* start Quoted text *

Function Call: Stack Frame

Let's look at the following code:

int sum(int a, int b) {
    int temp = 0;
    temp = a + b;
    return temp;
}
​
int main() {
    int a = 10;
    int b = 20;
    int ret = sum(a, b);
    cout << "result: " << res << endl;
    return 0;
}

It is a simple program, but what exactly happened when the program is running? You may have two questions:

1. After main() called sum(), how does the program know which function to return back to?

2. After sum() returns to main(), how does the program know which line to continue?

Now let's start from assembly language to see what happens in the black box.

Stack Frame

Every time a function is called, an independent stack frame is created on the stack. We use two registers, ebp and esp to determine the scope. ebp points to the bottom of the stack, while esp always points to the top of the stack.

In the program above, we first assign values to integers a and b. Each integer is 4 bytes in size, so we push them into the stack with

mov dword ptr[ebp-4], 0Ah
mov dword ptr[ebp-8], 14h

Then we meet the next commands. We assign the return value of sum() to variable ret. How does that happen?

Function Call

After a function is called, we first push all the arguments into the stack. In C and C++, the push order is from right to left, so we push b and a in order.

mov eax, dword ptr[ebp-8]
push eax
mov eax, dword ptr[ebp-4]
push eax

Then we need push the address of the next command into stack, the call command does so. This ensures that we can find our way to continue after we return from the function.

* end Quoted text *

- _Written instruction A_: Extract the wording of the stack frame walkthrough between "2. After sum()" and "does that happen?", inclusive.
- _Written instruction B_: In the stack frame walkthrough, why is b pushed onto the stack before a when sum() is called?
- _Written instruction C_: Proceed with the stack frame walkthrough, picking up after its final sentence.

* start Entries *

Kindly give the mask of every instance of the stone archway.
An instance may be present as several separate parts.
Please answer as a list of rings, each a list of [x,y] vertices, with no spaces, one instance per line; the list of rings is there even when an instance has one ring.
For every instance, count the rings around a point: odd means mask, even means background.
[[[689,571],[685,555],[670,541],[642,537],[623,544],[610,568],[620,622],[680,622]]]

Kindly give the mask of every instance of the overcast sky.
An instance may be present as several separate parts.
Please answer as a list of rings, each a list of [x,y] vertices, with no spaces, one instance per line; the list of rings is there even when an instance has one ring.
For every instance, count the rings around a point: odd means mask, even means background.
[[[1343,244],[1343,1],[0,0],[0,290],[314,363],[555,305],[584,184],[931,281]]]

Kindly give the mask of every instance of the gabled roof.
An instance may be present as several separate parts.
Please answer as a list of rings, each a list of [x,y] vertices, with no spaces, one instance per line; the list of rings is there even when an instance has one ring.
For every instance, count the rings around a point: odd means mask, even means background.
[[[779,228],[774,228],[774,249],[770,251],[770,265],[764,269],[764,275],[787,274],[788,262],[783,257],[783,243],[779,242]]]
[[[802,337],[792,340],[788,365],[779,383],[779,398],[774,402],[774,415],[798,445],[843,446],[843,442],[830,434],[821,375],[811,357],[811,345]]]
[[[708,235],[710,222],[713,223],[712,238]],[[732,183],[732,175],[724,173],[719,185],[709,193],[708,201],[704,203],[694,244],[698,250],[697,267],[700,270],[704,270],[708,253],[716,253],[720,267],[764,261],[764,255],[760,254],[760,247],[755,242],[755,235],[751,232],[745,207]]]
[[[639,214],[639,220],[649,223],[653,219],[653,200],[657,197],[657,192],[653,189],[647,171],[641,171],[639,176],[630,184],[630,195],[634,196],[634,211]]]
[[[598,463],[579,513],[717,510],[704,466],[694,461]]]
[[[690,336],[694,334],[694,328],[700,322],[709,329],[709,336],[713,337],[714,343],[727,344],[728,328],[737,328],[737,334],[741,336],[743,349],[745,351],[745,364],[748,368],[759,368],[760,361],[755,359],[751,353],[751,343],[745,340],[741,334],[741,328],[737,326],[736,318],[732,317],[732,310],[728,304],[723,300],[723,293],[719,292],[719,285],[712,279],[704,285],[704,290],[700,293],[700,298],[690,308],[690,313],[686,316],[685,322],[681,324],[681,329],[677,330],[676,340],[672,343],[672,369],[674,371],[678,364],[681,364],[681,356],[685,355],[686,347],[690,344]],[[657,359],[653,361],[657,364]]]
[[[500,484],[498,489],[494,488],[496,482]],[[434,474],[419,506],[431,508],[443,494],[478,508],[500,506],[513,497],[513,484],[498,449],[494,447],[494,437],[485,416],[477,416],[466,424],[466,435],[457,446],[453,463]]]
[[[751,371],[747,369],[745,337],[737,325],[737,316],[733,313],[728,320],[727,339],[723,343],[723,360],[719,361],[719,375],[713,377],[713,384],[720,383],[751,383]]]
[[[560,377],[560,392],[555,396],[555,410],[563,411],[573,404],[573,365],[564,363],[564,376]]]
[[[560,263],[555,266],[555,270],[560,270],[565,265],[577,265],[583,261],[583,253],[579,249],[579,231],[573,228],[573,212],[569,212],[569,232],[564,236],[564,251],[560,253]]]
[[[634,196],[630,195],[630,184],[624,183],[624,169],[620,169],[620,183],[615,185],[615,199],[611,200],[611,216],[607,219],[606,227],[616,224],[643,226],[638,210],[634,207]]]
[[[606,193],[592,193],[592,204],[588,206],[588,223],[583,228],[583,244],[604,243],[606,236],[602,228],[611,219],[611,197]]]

* end Entries *

- _Task answer A_:
2. After sum() returns to main(), how does the program know which line to continue?

Now let's start from assembly language to see what happens in the black box.

Stack Frame

Every time a function is called, an independent stack frame is created on the stack. We use two registers, ebp and esp to determine the scope. ebp points to the bottom of the stack, while esp always points to the top of the stack.

In the program above, we first assign values to integers a and b. Each integer is 4 bytes in size, so we push them into the stack with

mov dword ptr[ebp-4], 0Ah
mov dword ptr[ebp-8], 14h

Then we meet the next commands. We assign the return value of sum() to variable ret. How does that happen?

- _Task answer B_: C and C++ push function arguments from right to left. For the call sum(a, b), the rightmost argument, b, goes onto the stack first, followed by a.

- _Task answer C_:
call sum    
add esp, 8  # Next command 0x08124458

Now we enter sum(). Remember that stack frame is independent for each function, so we need to adjust it. First, we push the address of caller's ebp into the stack, so that we can restore it after. Then, we set ebp to esp, which means that the new stack frame is on the top of the older one. Finally, we need to assign memory space for the new stack frame. In Visual Studio, the compiler will automatically assign an value 0xCCCCCCCC to it, while not in g++ or gcc.

push ebp    # 0x0018ff40
mov ebp, esp
sub esp, 4Ch

Then inside sum(), we calculate the sum of a and b, and store the result into temp.

mov dword ptr[ebp-4], 0
mov eax, dword ptr[ebp+0Ch]
add eax, dword ptr[ebp+8]
mov dword ptr[ebp-4], eax

Function Return

When we return from a function, we also need to return its stack frame back to the system. If a function has a return value, it first store the value inside register eax. Then it recycle the local variable space by move esp to the bottom. By popping the old address out, we restore ebp to the bottom of the caller function.

mov eax, dword ptr[ebp-4]
mov esp, ebp
pop ebp

Now we want to go back to where we called the function. ret command pop the current element on top of the stack, and put it inside a PC register. PC register always store the address of the next command for the CPU to execute, so we are able to jump to the position we store before.

ret

After that, the function parameters are no longer useful, we can simply pop them out. Then we assign the return value from eax to ret.

add esp, 8
mov dword ptr[ebp-0Ch], eax # assign return value

Now the stack frame remains the same as initially. All memories related to the called function has been eliminated.

At Last

This is all about the underlying principle of function call and return. Now we are able to answer these two questions at the beginning. You may also figure out what's the problem in the following code, and how to avoid this in your own codes.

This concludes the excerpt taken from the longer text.